Repeat every record below exactly, leaving out the pictures.

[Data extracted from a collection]
┌──

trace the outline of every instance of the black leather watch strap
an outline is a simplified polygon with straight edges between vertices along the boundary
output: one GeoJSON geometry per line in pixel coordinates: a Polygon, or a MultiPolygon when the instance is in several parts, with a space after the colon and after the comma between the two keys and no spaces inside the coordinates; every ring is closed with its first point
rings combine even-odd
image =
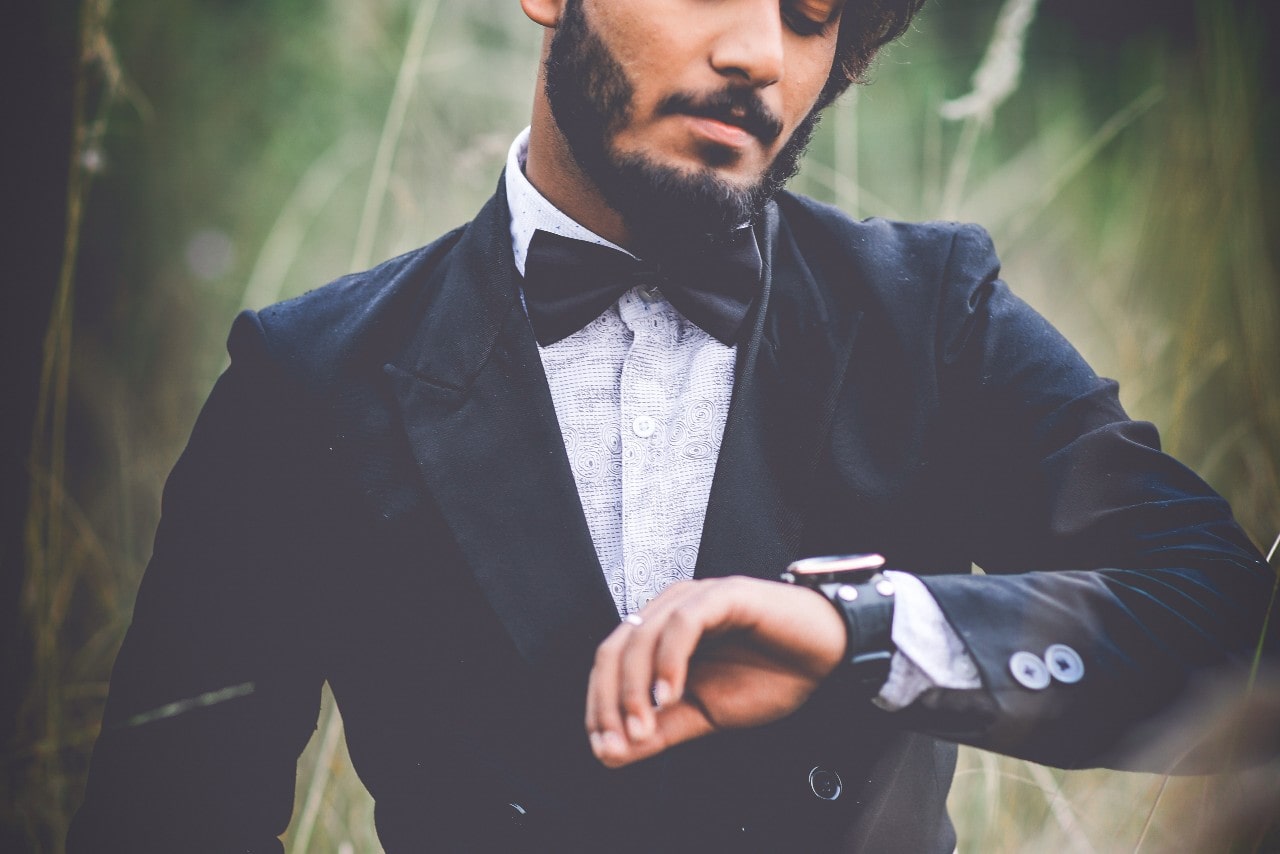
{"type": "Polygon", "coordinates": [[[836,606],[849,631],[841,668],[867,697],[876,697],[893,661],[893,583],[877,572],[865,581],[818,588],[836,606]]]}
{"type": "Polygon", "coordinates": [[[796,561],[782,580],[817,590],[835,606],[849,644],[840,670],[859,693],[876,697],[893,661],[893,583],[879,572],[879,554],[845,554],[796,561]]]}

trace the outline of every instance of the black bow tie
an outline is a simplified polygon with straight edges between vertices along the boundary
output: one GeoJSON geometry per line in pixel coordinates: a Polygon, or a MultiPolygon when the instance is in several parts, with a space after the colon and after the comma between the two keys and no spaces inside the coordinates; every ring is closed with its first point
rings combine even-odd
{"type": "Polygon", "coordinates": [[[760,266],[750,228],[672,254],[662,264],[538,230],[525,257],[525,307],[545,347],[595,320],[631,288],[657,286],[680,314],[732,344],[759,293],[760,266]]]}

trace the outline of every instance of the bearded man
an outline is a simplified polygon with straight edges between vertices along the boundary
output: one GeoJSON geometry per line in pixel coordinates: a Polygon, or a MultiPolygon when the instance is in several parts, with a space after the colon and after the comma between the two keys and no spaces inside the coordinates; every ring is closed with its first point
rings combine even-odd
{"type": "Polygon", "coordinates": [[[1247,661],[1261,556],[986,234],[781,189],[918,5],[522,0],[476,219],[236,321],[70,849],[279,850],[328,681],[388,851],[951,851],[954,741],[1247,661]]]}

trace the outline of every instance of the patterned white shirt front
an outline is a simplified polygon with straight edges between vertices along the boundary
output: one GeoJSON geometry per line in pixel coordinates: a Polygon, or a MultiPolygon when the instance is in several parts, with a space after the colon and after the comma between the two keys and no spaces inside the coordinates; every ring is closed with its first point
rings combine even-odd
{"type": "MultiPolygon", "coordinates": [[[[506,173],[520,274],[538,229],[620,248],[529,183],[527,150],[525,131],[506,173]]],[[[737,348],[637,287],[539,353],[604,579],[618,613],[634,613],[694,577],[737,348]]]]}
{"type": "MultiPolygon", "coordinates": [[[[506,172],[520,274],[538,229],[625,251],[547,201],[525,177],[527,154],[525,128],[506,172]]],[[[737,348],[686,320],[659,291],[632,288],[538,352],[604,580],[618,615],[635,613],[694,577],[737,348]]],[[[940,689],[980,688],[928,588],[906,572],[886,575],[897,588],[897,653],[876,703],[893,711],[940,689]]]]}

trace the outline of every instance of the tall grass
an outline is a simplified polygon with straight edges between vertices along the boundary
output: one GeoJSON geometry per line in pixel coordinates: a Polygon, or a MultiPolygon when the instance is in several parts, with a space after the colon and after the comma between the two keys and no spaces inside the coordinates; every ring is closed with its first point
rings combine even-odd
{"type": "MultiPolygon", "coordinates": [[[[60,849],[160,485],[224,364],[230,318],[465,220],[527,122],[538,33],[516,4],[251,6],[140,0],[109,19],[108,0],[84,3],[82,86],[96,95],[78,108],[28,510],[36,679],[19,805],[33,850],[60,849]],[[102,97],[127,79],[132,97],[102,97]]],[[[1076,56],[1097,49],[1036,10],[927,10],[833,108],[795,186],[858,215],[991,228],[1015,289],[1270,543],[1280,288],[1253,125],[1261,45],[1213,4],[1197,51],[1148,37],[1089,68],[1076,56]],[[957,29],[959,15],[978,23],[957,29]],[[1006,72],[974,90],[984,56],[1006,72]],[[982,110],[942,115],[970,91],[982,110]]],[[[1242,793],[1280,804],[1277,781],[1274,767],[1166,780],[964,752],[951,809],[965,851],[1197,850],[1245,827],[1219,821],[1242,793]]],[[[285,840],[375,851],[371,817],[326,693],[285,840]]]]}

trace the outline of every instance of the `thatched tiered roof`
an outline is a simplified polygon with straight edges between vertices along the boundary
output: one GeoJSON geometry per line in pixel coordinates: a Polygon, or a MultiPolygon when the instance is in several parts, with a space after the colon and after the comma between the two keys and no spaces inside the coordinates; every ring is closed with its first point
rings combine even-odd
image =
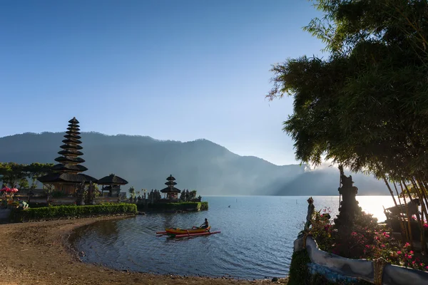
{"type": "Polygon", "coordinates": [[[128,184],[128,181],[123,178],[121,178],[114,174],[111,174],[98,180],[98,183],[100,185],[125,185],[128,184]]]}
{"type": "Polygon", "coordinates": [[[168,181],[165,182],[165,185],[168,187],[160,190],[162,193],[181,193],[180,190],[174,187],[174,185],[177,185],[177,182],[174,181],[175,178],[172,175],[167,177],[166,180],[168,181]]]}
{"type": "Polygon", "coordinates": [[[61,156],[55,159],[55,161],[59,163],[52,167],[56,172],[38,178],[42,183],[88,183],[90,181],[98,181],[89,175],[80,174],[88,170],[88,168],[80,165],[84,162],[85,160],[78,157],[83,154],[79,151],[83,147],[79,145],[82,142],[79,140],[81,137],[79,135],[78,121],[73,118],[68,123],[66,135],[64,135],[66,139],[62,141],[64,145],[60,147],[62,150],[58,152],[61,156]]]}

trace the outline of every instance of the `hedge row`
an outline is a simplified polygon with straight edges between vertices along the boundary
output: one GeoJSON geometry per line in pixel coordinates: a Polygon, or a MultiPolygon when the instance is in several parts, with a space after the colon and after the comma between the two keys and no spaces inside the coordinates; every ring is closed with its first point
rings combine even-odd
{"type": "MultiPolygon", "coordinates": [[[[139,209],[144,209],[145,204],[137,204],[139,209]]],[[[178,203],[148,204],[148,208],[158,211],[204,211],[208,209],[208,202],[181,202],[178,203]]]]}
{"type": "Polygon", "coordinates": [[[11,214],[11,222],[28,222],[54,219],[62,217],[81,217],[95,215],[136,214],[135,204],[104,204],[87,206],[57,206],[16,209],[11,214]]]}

└──

The answer.
trace the outline of every instance of the black leather watch strap
an outline is a simplified polygon with straight edges between vertices along the boundary
output: one GeoJSON geometry per line in pixel coordinates: a Polygon, or a MultiPolygon when the instance is in several parts, with a space after the colon and after the comma between the two keys and no spaces inside the coordinates; every ring is closed with its first point
rings combine even-odd
image =
{"type": "Polygon", "coordinates": [[[836,606],[849,631],[841,668],[867,697],[876,697],[893,661],[893,583],[877,572],[865,581],[818,588],[836,606]]]}
{"type": "Polygon", "coordinates": [[[796,561],[782,580],[817,590],[835,606],[849,644],[840,670],[859,693],[876,697],[893,661],[893,583],[879,572],[879,554],[845,554],[796,561]]]}

trace the outline of every instance of the black bow tie
an outline is a simplified polygon with straight edges between vertices along the boundary
output: one GeoJSON geometry per line in pixel coordinates: a Polygon, or a MultiPolygon when the instance is in several parts, with a space after the colon and after the comma between the two keys and no spaces inside the coordinates; every ring is closed with its first point
rings combine even-odd
{"type": "Polygon", "coordinates": [[[760,266],[750,228],[672,254],[662,264],[538,230],[525,257],[525,307],[545,347],[595,320],[631,288],[657,286],[680,314],[732,344],[759,293],[760,266]]]}

trace the outline of every instance of the bearded man
an outline is a simplified polygon with straight edges between vertices along the boundary
output: one GeoJSON geometry per line in pixel coordinates: a Polygon, or a MultiPolygon when the instance is in several parts, with a space after the colon and after the comma between the two keys and no spaces inside the coordinates; every ring is closed with its first point
rings combine even-odd
{"type": "Polygon", "coordinates": [[[1247,661],[1261,556],[986,234],[781,189],[918,5],[522,0],[476,219],[236,321],[70,849],[279,850],[328,681],[388,851],[951,851],[954,741],[1247,661]]]}

trace the outline of every instance of the patterned white shirt front
an outline is a simplified polygon with straight edges between vertices along the boundary
output: one GeoJSON geometry per line in pixel coordinates: a Polygon, or a MultiPolygon when the instance is in several parts, with a space after the colon and after the comma between the two keys and no spaces inside the coordinates; every ring is closed with its first point
rings combine even-odd
{"type": "MultiPolygon", "coordinates": [[[[506,173],[520,274],[538,229],[620,248],[529,183],[527,150],[525,131],[506,173]]],[[[737,348],[637,287],[539,353],[604,579],[618,613],[634,613],[694,577],[737,348]]]]}
{"type": "MultiPolygon", "coordinates": [[[[506,172],[520,274],[538,229],[625,251],[547,201],[525,177],[527,154],[525,128],[506,172]]],[[[737,348],[686,320],[659,291],[632,288],[538,352],[604,580],[618,615],[635,613],[694,577],[737,348]]],[[[940,689],[980,688],[928,588],[906,572],[886,575],[897,588],[897,653],[876,703],[893,711],[940,689]]]]}

trace the outline of every instance of the tall grass
an outline is a simplified polygon with straight edges between vertices along the boundary
output: one GeoJSON geometry per line in pixel coordinates: a Polygon, or a MultiPolygon when the instance is in several parts, with a space after the colon and after the comma between the two keys and no spaces inside the coordinates; every ring is closed with its first point
rings combine even-odd
{"type": "MultiPolygon", "coordinates": [[[[60,849],[160,485],[224,364],[230,318],[465,220],[527,122],[538,33],[516,4],[251,6],[140,0],[109,19],[108,0],[84,3],[82,86],[96,95],[78,108],[28,510],[36,679],[19,805],[33,850],[60,849]],[[102,97],[127,79],[132,97],[102,97]]],[[[1076,56],[1097,49],[1036,10],[927,10],[833,108],[795,186],[858,215],[991,228],[1015,289],[1270,543],[1280,288],[1253,125],[1261,45],[1213,4],[1197,51],[1148,37],[1089,68],[1076,56]],[[957,29],[959,15],[978,23],[957,29]],[[1006,72],[974,90],[984,56],[1006,72]],[[982,110],[942,115],[970,91],[982,110]]],[[[1242,793],[1280,804],[1277,781],[1274,767],[1166,780],[964,752],[951,809],[965,851],[1197,850],[1245,827],[1219,821],[1242,793]]],[[[285,840],[375,851],[371,817],[326,693],[285,840]]]]}

trace the outline of every instance of the `thatched tiered roof`
an outline is a simplified polygon with straight edges between vertices along the boundary
output: one GeoJSON geometry per line in pixel coordinates: a Polygon, or a MultiPolygon when the instance is in several parts, with a space after the colon and after the comma between the two keys and no spaces inside the coordinates; every ring is closed with its first point
rings combine even-odd
image =
{"type": "Polygon", "coordinates": [[[128,184],[128,181],[123,178],[121,178],[114,174],[111,174],[98,180],[98,183],[100,185],[125,185],[128,184]]]}
{"type": "Polygon", "coordinates": [[[168,181],[165,182],[165,185],[168,187],[160,190],[162,193],[181,193],[180,190],[174,187],[174,185],[177,185],[177,182],[174,181],[175,178],[172,175],[167,177],[166,180],[168,181]]]}
{"type": "Polygon", "coordinates": [[[61,156],[55,159],[55,161],[59,163],[52,167],[56,172],[38,178],[42,183],[88,183],[90,181],[98,181],[89,175],[80,174],[88,170],[88,168],[80,165],[84,162],[85,160],[78,157],[83,154],[79,151],[83,147],[79,145],[82,142],[79,140],[81,137],[79,135],[78,121],[73,118],[68,123],[66,135],[64,135],[66,139],[62,141],[64,145],[60,147],[62,150],[58,152],[61,156]]]}

trace the outline of every instance of the `hedge row`
an outline is a simplified polygon with straight edges between vertices along the boundary
output: one GeoJSON geometry per line in pixel coordinates: a Polygon, or a MultiPolygon when the instance is in several parts, with a space after the colon and after the comma between the two keys and no spaces inside the coordinates; every ring is closed with its first point
rings combine even-odd
{"type": "MultiPolygon", "coordinates": [[[[139,209],[144,209],[145,204],[137,204],[139,209]]],[[[178,203],[148,204],[148,208],[158,211],[204,211],[208,209],[208,202],[181,202],[178,203]]]]}
{"type": "Polygon", "coordinates": [[[11,214],[11,222],[28,222],[54,219],[62,217],[81,217],[95,215],[136,214],[135,204],[104,204],[87,206],[57,206],[16,209],[11,214]]]}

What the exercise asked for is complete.